[Point-based annotation data]
━━━━━━━━

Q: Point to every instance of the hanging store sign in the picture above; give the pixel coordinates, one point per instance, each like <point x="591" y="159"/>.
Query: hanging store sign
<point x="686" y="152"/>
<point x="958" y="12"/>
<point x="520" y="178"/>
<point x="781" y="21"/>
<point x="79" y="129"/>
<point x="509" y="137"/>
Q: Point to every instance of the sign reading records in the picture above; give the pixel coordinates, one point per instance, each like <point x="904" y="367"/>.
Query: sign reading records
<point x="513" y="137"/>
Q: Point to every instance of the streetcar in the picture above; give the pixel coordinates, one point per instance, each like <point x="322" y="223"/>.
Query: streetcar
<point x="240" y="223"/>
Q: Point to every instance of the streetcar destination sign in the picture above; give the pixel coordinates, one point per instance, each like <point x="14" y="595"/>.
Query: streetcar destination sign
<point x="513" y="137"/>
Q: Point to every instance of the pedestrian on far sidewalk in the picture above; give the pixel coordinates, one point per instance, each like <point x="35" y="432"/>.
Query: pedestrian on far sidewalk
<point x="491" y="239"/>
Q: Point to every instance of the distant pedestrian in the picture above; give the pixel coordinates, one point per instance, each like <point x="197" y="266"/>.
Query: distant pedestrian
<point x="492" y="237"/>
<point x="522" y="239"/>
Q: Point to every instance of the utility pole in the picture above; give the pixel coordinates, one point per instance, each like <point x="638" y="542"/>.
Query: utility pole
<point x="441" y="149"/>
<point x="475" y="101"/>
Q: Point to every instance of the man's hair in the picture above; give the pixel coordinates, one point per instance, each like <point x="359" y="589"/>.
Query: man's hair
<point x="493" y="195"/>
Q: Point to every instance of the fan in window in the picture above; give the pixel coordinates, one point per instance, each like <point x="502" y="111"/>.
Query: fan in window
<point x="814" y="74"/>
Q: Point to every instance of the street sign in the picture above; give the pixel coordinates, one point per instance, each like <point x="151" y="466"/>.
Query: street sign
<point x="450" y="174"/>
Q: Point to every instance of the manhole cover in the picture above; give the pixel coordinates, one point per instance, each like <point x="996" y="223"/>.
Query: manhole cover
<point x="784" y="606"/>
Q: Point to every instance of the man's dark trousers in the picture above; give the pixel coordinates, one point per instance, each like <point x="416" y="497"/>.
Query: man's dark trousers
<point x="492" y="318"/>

━━━━━━━━

● **Work instructions**: Write out only the entries from the line containing "Q: Point to every instance of the fan" through the last line, requests included, and shift every answer coordinate by adding 23 to each x and y value. Leave the sample points inside the requests unchanged.

● **Final result**:
Q: Point to every instance of the fan in window in the picture above; give the pixel coordinates, one point per instance, each like <point x="502" y="111"/>.
Query: fan in window
<point x="837" y="97"/>
Q: Point to every instance of the street sign in the picture above; give the pixel coordinates, one point per instance, each like <point x="151" y="466"/>.
Query: street sign
<point x="473" y="197"/>
Q: Point to every instance of the manhole cover in the picture above; give the pixel coordinates, one point per instance, each like <point x="996" y="223"/>.
Query: manhole cover
<point x="807" y="629"/>
Q: Point to every instance of the man's dark trousers in the picture above; give the pixel coordinates, one point per instance, each like <point x="416" y="497"/>.
Query: man's dark trousers
<point x="515" y="341"/>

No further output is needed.